▸ REQUEST 1
In the listing, reproduce every line word for word, from the line that contains "Target: wooden bar stool" down to the line that contains "Now the wooden bar", including both of those lines.

▸ SELECTED EXCERPT

————

Route information
- Maintained by NCDOT
- Length: 28.6 mi (46.0 km)
- Existed: 1934–present

Major junctions
- West end: US 401 Bus. / NC 211 in Raeford
- I-95 in St. Pauls US 301 in St. Pauls
- East end: NC 87 near Tar Heel

Location
- Country: United States
- State: North Carolina
- Counties: Hoke, Robeson, Bladen

Highway system
- North Carolina Highway System; Interstate; US; State; Scenic;
| ← US 19W |  | → US 21 |

= North Carolina Highway 20 =

State highway in Hoke, Robeson, and Bladen counties in North Carolina, United States

North Carolina Highway 20 (NC 20) is a 27 mi North Carolina state highway that runs through Hoke, Robeson and Bladen counties. It serves as a major road in each of the three incorporated communities through which it passes. The route is co-designated as St. Pauls Road in Raeford, Main Street in Lumber Bridge, and Broad Street in St. Pauls.

==Route description==
NC 20 begins at its western terminus at NC 211 and runs concurrent with US 401 Bus. along Central Avenue for about 0.3 mi in Raeford. The route then heads southeast as St. Pauls Drive, crossing over Peddlers Branch before exiting town. The route then passes through Dundarrach before exiting Hoke County. In Lumber Bridge, NC 20 continues as Main Street and intersects NC 71 and then continues southeast, passing by Rex.

————

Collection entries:

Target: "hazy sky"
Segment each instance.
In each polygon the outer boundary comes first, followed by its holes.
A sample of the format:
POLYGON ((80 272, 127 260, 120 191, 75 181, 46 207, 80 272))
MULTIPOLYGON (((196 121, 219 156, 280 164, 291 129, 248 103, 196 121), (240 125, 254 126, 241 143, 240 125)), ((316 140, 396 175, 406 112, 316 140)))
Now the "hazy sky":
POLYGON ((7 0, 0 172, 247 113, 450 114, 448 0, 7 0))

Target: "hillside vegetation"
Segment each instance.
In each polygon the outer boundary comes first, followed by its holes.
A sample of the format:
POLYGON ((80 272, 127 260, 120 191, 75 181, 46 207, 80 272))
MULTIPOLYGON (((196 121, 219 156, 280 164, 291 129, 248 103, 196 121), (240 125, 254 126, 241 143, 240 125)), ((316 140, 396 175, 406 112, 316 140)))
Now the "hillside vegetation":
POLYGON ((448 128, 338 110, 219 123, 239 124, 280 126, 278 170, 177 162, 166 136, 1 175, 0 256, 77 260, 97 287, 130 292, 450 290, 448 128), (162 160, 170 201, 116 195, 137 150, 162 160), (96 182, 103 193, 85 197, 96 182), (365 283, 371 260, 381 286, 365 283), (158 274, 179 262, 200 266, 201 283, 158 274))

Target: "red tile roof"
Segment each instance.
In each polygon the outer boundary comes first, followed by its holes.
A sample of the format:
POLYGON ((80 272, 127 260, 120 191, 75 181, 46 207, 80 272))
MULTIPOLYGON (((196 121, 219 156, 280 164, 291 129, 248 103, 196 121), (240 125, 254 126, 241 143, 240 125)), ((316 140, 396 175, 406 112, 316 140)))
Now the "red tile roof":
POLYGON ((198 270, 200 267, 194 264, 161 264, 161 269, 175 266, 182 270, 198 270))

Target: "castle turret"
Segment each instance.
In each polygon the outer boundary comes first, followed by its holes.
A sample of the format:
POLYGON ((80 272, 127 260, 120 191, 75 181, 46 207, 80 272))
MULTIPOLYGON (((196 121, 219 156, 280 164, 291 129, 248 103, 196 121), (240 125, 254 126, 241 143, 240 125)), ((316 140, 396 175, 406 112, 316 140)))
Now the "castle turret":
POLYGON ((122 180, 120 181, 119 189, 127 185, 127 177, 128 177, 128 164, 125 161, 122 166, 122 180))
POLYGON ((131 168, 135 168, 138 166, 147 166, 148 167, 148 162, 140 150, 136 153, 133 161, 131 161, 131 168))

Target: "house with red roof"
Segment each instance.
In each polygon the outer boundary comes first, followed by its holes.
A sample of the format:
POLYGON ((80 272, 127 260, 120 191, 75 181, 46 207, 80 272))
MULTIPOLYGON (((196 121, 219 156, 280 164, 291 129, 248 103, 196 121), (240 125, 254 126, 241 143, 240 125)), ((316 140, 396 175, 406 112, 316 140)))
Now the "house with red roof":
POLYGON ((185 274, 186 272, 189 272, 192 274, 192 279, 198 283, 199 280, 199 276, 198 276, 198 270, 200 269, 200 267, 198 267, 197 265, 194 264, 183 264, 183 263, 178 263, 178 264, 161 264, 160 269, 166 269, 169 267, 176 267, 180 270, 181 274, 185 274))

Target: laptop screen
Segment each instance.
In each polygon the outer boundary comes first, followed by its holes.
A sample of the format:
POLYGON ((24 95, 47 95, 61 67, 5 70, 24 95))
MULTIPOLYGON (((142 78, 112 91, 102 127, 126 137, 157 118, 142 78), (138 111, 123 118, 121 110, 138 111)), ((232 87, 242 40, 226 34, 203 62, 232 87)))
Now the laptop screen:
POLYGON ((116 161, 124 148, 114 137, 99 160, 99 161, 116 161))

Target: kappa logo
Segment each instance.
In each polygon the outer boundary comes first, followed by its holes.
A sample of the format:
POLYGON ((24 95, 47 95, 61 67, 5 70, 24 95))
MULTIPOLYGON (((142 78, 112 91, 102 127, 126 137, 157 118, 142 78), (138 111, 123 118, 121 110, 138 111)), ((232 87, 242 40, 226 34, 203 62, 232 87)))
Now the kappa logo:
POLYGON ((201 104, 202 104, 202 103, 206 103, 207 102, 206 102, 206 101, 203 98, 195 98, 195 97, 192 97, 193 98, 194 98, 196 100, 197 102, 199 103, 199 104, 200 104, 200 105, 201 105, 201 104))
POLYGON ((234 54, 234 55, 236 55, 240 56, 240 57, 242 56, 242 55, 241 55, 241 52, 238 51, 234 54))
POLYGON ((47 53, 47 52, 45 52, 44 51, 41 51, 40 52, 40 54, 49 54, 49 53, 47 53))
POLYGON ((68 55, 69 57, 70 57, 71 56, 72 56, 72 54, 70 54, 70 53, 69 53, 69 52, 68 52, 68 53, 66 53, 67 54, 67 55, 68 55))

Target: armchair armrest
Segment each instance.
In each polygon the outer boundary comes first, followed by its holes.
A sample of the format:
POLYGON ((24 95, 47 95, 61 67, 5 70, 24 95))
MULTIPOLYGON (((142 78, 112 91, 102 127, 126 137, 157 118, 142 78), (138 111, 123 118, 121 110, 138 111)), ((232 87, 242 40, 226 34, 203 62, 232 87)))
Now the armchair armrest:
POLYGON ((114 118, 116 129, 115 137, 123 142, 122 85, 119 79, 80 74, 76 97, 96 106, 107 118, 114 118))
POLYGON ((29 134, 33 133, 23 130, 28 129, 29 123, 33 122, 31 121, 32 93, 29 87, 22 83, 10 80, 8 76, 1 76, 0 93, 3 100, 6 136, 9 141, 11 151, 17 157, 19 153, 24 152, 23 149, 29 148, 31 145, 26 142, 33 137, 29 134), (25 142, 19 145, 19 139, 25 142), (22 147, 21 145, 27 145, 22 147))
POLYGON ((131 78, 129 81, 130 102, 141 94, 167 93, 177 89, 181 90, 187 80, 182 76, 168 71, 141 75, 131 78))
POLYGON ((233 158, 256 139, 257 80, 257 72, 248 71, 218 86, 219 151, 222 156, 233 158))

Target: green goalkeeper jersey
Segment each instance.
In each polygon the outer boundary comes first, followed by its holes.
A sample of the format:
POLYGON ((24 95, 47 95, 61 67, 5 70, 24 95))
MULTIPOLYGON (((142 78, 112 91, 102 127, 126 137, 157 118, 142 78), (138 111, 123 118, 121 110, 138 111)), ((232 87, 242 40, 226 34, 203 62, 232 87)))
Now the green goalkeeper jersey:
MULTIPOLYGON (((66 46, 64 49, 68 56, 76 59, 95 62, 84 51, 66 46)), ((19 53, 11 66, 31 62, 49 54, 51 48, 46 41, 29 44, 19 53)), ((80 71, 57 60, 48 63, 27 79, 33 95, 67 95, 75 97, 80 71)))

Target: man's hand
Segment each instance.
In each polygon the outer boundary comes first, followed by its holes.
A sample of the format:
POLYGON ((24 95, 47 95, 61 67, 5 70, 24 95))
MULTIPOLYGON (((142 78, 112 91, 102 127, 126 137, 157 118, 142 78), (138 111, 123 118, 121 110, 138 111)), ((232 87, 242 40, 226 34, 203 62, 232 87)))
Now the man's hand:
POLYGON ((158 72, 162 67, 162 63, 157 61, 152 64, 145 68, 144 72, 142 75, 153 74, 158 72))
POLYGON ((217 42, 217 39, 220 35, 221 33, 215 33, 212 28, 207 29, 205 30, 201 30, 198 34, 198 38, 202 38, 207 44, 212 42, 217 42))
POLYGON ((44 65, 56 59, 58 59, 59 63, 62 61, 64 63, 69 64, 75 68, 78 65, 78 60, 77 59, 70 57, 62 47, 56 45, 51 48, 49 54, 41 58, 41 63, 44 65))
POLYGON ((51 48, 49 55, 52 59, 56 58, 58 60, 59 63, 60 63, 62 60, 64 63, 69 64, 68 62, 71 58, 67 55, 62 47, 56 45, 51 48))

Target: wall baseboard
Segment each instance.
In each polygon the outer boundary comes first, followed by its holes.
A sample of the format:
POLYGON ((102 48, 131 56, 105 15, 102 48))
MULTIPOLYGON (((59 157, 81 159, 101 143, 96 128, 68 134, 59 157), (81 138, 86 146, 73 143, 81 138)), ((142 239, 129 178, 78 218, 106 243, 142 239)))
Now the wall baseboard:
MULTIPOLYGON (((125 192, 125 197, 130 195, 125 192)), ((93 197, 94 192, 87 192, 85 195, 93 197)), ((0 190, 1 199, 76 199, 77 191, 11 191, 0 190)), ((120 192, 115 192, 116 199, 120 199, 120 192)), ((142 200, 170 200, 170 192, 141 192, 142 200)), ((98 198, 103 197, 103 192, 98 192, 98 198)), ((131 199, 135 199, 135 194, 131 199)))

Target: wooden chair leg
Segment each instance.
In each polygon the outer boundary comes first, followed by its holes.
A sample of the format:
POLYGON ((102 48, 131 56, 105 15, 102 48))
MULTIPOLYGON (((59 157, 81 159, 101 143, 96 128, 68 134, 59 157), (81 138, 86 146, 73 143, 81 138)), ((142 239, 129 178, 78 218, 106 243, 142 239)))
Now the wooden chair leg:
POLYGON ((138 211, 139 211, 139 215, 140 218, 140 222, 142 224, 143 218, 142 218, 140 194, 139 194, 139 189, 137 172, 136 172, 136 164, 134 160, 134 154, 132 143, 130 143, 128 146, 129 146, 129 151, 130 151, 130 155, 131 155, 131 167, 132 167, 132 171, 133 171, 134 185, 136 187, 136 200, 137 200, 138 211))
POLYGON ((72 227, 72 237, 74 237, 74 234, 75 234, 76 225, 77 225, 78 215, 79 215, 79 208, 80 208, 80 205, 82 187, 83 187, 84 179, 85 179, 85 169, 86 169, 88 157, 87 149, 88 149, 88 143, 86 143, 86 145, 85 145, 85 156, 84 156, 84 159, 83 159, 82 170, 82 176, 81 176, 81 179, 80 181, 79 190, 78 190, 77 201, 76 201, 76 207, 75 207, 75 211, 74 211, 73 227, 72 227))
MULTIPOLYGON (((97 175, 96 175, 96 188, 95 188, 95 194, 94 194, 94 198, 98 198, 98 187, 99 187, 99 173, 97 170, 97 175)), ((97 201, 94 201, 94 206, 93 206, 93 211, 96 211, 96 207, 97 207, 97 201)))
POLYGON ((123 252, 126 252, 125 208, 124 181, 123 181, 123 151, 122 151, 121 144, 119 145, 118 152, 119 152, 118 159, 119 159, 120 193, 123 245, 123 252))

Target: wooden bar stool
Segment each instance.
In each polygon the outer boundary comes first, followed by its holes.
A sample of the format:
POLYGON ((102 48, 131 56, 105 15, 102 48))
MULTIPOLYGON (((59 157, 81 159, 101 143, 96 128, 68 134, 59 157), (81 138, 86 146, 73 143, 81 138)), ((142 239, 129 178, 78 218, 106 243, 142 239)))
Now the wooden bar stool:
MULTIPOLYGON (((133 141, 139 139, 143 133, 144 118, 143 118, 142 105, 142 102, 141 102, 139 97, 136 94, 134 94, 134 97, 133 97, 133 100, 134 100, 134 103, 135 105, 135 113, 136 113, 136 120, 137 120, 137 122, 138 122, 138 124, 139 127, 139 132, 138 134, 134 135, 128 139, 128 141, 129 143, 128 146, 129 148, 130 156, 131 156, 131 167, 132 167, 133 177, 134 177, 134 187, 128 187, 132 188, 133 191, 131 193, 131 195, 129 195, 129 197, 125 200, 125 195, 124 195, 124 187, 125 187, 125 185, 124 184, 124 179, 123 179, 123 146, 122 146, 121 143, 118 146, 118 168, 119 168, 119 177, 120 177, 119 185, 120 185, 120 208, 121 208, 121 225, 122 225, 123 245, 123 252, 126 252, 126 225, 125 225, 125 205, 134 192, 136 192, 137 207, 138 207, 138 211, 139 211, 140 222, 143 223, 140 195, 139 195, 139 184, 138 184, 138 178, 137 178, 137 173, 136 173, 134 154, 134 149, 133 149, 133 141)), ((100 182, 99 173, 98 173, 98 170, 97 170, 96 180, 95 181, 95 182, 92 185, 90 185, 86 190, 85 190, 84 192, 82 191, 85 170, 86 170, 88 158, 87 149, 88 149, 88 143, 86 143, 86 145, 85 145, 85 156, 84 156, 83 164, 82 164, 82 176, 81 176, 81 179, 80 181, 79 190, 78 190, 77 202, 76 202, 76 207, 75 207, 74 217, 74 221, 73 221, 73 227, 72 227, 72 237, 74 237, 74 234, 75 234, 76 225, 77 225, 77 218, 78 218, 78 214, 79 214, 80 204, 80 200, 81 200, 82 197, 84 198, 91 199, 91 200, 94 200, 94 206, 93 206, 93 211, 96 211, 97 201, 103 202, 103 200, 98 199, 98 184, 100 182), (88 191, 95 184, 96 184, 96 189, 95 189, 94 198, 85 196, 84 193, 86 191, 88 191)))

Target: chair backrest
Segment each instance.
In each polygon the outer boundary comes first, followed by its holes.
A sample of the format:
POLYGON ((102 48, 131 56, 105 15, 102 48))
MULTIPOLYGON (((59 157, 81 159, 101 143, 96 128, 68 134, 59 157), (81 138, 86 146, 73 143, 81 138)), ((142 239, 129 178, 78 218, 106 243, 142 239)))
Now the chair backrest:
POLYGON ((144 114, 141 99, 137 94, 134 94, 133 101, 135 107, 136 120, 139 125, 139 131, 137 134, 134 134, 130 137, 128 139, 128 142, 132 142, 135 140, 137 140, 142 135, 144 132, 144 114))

————

▸ REQUEST 2
Write the next part of the article on North Carolina Highway 20, picking up after its last sentence.

▸ ANSWER 1
Target: wooden bar stool
Segment each instance.
In each polygon the outer boundary comes first, followed by its holes.
A sample of the format:
POLYGON ((102 48, 131 56, 105 15, 102 48))
MULTIPOLYGON (((59 157, 81 159, 101 143, 96 128, 68 134, 59 157), (81 138, 86 146, 73 143, 81 138)), ((142 239, 129 178, 78 218, 106 243, 142 239)))
Now the wooden bar stool:

▸ ANSWER 2
The highway then interchanges I-95 and then intersects US 301 as it passes through St. Pauls as Broad Street. The route then enters Bladen County and reaches its eastern terminus at NC 87 north of Tar Heel.

==History==
The original NC 20 was at one time the longest numbered route in North Carolina, running from the Tennessee border to the port city of Wilmington, a distance of 401 mi. After the introduction of U.S. highways in North Carolina in 1934, the route was carved up between routes US 19, US 70, US 74, US 76, and US 17.

The modern NC 20 was originally NC 220. Despite a few minor reroutings, the state highway has remained largely unchanged since the 1930s. The NC 220 designation was dropped permanently from the state highway system around 1935 after the introduction of US 220 into North Carolina. With the possible extension of I-20 into North Carolina, this route may be renumbered again.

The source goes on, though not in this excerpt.